* _Filas del ejercicio_
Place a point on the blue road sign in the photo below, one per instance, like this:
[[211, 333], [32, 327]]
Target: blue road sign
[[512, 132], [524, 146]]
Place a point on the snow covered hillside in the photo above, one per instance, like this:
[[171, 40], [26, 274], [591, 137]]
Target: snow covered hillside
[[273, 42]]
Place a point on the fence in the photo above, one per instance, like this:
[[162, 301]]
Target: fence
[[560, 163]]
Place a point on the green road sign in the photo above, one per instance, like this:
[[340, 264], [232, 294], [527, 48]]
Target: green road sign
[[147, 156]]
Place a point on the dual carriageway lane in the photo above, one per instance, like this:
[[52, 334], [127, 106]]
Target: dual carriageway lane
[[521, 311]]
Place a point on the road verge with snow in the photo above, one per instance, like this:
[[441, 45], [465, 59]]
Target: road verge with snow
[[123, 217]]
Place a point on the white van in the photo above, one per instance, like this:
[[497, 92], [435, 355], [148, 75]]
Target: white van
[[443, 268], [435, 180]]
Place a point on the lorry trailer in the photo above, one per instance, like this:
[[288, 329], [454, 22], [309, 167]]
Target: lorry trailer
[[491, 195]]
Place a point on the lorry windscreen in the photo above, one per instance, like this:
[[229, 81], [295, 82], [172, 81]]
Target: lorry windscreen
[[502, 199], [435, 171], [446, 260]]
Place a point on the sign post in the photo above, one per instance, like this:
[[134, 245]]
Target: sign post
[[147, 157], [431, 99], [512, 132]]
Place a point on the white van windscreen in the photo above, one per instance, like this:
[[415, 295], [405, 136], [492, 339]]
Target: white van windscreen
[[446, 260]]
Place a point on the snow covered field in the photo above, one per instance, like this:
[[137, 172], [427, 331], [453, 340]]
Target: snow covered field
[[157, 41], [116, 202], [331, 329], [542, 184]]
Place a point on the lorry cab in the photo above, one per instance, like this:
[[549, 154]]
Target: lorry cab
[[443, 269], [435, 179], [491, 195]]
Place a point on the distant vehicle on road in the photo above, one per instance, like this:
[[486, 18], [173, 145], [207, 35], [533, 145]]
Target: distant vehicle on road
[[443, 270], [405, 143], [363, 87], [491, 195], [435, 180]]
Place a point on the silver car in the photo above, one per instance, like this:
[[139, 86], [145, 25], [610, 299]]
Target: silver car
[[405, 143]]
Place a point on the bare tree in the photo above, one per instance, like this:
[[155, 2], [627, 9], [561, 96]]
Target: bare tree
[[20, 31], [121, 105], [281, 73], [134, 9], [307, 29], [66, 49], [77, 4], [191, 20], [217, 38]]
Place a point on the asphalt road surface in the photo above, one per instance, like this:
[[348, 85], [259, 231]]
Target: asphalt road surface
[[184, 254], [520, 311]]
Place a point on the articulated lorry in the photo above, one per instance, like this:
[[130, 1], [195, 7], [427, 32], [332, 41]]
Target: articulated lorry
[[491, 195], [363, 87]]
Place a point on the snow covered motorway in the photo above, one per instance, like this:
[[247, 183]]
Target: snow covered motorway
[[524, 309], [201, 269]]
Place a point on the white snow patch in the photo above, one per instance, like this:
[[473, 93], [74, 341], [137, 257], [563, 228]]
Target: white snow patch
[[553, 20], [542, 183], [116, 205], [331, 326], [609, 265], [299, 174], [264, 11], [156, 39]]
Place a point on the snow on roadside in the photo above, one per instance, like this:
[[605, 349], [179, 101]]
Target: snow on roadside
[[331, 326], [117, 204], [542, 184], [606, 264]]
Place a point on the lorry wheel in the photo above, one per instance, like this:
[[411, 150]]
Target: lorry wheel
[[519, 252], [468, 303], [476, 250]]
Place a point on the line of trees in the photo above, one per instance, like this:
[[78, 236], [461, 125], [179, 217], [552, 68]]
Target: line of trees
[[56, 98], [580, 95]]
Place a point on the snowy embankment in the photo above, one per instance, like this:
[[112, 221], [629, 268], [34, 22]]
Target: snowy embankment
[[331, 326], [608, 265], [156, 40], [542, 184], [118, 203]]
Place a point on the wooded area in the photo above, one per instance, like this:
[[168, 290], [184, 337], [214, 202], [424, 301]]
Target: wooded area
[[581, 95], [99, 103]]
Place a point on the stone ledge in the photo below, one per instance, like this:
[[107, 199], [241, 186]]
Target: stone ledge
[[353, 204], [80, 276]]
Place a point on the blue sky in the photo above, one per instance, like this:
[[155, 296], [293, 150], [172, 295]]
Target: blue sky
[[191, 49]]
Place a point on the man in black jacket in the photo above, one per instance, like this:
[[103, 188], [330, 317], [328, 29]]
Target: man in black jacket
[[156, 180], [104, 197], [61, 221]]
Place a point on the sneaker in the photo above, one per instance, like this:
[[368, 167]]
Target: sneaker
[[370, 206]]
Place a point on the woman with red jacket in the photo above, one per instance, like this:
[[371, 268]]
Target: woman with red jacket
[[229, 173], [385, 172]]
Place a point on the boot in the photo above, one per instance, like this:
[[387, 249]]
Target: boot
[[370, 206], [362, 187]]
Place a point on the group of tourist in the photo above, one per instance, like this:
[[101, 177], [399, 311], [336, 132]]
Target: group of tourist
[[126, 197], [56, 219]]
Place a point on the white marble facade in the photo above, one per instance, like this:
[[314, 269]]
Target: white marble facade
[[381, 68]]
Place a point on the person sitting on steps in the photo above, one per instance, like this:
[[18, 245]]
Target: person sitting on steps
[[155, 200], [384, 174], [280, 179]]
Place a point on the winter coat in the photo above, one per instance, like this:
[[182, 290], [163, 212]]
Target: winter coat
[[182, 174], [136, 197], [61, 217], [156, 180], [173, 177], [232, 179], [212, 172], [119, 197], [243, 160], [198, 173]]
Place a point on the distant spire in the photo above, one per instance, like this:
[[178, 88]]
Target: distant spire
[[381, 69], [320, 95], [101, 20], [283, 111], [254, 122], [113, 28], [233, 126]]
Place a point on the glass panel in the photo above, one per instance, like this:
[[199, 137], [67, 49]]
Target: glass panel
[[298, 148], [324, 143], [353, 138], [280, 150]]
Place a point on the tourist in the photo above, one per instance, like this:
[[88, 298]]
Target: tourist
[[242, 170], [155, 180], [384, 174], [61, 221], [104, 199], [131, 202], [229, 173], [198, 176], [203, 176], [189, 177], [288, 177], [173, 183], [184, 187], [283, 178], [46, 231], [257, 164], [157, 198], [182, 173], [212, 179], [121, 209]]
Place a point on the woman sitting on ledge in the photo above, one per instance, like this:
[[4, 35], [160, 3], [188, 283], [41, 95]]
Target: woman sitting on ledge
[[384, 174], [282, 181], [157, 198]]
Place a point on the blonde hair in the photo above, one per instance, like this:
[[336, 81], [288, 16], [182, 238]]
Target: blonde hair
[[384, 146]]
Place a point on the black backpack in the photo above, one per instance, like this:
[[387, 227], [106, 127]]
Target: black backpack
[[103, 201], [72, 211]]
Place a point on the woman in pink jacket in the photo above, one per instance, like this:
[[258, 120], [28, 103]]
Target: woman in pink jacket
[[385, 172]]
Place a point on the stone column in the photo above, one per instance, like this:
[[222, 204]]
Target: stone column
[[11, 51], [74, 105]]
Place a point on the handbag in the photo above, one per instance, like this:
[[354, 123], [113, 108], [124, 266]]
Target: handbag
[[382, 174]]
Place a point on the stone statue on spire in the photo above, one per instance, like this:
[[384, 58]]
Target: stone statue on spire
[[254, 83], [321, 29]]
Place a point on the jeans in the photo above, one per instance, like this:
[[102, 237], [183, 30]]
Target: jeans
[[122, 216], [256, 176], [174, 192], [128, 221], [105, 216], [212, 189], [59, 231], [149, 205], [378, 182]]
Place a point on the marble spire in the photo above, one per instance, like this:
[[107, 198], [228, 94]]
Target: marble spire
* * *
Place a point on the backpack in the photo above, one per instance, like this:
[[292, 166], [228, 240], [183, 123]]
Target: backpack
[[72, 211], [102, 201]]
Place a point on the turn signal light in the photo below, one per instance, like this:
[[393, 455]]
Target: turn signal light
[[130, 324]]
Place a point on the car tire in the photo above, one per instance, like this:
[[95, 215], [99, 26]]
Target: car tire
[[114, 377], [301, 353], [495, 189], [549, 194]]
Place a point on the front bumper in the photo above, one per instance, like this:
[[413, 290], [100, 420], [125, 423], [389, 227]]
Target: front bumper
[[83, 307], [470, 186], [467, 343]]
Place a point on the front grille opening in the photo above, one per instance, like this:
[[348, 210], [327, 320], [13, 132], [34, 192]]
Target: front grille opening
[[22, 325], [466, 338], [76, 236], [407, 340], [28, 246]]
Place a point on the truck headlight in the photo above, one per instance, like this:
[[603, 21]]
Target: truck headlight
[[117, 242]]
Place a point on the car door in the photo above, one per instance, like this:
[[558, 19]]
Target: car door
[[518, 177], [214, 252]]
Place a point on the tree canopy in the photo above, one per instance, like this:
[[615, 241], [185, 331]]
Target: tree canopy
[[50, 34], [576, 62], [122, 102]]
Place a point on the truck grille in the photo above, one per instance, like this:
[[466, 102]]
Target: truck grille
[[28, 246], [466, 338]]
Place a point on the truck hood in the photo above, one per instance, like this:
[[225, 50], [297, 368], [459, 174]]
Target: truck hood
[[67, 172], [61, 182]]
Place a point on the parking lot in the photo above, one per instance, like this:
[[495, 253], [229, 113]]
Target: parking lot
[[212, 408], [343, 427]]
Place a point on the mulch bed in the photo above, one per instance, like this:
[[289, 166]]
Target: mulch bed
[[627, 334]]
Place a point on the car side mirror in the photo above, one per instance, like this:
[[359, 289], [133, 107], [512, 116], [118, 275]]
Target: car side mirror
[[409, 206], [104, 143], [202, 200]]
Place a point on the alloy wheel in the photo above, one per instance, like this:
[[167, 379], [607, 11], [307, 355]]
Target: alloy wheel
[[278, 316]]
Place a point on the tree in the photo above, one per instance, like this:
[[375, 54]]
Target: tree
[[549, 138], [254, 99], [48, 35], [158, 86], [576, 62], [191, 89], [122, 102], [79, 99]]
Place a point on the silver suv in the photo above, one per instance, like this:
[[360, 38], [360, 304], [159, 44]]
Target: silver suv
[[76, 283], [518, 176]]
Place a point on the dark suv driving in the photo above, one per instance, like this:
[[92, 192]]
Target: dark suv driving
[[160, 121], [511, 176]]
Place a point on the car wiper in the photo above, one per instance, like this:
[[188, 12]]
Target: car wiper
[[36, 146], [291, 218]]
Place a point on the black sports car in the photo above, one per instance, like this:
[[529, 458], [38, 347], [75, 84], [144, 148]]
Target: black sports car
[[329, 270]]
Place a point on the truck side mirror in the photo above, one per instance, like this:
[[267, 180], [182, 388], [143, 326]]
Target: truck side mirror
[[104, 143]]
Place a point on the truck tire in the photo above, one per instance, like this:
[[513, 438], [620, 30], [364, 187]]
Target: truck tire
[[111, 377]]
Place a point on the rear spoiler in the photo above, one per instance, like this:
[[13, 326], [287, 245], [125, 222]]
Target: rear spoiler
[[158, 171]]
...
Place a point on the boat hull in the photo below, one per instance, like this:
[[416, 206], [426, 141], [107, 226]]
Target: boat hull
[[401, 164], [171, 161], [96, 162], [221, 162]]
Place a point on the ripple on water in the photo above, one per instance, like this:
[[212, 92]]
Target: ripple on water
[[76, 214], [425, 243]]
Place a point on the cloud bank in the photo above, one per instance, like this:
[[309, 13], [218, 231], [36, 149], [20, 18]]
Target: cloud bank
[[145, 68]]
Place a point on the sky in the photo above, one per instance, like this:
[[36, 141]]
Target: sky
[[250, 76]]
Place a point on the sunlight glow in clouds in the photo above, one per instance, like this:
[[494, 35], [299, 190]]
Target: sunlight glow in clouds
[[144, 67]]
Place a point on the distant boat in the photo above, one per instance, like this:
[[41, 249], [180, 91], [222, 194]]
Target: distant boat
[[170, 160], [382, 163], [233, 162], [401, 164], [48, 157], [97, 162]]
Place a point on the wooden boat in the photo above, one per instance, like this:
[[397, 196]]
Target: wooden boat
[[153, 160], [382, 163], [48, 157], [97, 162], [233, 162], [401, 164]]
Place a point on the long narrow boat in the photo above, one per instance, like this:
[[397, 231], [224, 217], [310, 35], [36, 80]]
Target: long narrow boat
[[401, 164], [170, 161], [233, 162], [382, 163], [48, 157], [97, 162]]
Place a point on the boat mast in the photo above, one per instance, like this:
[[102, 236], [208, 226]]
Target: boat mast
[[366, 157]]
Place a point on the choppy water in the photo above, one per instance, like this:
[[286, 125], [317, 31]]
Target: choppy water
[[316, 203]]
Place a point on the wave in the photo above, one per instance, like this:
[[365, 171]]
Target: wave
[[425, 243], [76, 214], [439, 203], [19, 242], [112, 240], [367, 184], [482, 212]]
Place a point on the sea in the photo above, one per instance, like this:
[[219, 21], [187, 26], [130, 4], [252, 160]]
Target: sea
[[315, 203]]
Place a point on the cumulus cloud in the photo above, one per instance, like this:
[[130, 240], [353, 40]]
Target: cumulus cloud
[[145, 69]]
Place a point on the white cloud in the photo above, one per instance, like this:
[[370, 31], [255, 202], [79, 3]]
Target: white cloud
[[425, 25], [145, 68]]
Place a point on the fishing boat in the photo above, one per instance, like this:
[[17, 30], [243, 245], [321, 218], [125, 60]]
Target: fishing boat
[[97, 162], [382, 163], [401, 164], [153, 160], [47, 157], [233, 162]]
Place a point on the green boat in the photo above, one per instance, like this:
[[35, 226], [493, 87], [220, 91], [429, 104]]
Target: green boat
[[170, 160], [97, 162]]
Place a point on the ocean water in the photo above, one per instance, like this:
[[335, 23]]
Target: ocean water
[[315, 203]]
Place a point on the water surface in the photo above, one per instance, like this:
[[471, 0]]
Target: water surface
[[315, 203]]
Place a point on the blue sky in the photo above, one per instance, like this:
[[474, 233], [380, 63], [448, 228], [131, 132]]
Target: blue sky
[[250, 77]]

* _Enunciado_
Devuelve cada línea de las filas anteriores que contenga la palabra "hood", distinguiendo entre mayúsculas y minúsculas.

* _Resultado esperado_
Place a point on the truck hood in the photo above, one per instance, like this:
Target: truck hood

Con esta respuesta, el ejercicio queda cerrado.